- [THE REQUEST]
Please recast all of the data below as a numbered list, leaving out any blank lines.

- [MATERIAL SUPPLIED]

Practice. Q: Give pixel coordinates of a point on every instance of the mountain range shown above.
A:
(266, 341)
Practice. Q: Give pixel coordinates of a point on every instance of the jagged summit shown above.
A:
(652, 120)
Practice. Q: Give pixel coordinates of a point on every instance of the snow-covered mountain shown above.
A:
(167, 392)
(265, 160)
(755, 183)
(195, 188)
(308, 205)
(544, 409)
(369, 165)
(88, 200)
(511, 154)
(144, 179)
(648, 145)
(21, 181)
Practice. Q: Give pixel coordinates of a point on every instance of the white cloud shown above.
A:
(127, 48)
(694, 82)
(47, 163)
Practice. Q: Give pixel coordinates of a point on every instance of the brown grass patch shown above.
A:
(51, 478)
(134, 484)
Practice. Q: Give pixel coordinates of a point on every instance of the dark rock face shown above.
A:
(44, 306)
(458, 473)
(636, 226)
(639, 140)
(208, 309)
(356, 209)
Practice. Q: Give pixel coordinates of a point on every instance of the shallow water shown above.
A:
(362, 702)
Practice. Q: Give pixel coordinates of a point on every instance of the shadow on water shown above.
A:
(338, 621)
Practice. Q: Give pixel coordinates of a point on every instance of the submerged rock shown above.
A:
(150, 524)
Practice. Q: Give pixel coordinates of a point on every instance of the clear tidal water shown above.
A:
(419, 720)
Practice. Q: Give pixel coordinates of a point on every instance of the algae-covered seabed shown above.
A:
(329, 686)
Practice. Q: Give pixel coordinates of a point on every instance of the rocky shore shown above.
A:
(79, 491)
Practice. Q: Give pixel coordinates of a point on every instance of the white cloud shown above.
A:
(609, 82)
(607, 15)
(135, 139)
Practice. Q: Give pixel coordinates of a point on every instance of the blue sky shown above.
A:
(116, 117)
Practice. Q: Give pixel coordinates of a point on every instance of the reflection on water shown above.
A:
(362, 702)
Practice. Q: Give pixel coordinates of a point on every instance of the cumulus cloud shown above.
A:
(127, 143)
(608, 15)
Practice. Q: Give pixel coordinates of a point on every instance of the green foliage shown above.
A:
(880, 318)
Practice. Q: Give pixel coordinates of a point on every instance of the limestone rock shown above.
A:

- [WRITTEN REPLY]
1. Practice. Q: Give pixel coordinates of a point on every instance of the mountain range shown above.
2. A:
3. (266, 341)
4. Practice. Q: Give pixel coordinates of a point on every instance of the jagged summit shown above.
5. A:
6. (652, 120)
7. Practice. Q: Give pixel coordinates of a point on every instance of the snow-covered mountain shown above.
8. A:
9. (167, 392)
10. (265, 160)
11. (755, 183)
12. (195, 188)
13. (308, 205)
14. (544, 409)
15. (369, 165)
16. (88, 200)
17. (511, 154)
18. (144, 179)
19. (648, 145)
20. (21, 181)
21. Practice. Q: Give pixel coordinates of a point on every instance of the white cloud shown above.
22. A:
23. (127, 48)
24. (694, 82)
25. (47, 163)
26. Practice. Q: Give pixel coordinates of a point on every instance of the brown grass patch shown above.
27. A:
28. (51, 478)
29. (134, 484)
30. Practice. Q: Give pixel coordinates of a point on every instance of the dark rock face shown above.
31. A:
32. (44, 306)
33. (458, 473)
34. (636, 226)
35. (639, 140)
36. (208, 309)
37. (356, 209)
38. Practice. Q: Give pixel coordinates of a point on every instance of the shallow water shown above.
39. A:
40. (362, 702)
41. Practice. Q: Give pixel coordinates of a point on every instance of the shadow on water shown above.
42. A:
43. (338, 621)
44. Practice. Q: Give pixel coordinates of a point on every instance of the submerged rock shown above.
45. A:
46. (150, 524)
47. Practice. Q: Give pixel coordinates of a point on every instance of the clear tidal water shown above.
48. A:
49. (419, 720)
50. Practice. Q: Give pixel coordinates of a point on every instance of the algae-covered seabed shown above.
51. A:
52. (329, 686)
53. Practice. Q: Give pixel coordinates of a point on every instance of the rocky shore shown above.
54. A:
55. (79, 491)
56. Practice. Q: Give pixel coordinates of a point on every instance of the white cloud shown above.
57. A:
58. (609, 82)
59. (607, 15)
60. (135, 139)
61. Practice. Q: Give pixel coordinates of a point on every instance of the blue sky shown above.
62. A:
63. (116, 117)
64. Practice. Q: Give pixel coordinates of a point on every instance of the reflection on water shown above.
65. A:
66. (362, 702)
67. Practice. Q: Give pixel coordinates of a point on every instance of the cumulus cloud shown above.
68. A:
69. (127, 143)
70. (608, 15)
71. Practice. Q: Give pixel coordinates of a point on every instance of the green foliage shown above.
72. A:
73. (880, 318)
74. Practice. Q: Give pixel coordinates of a point on every instance of the limestone rock shown above.
75. A:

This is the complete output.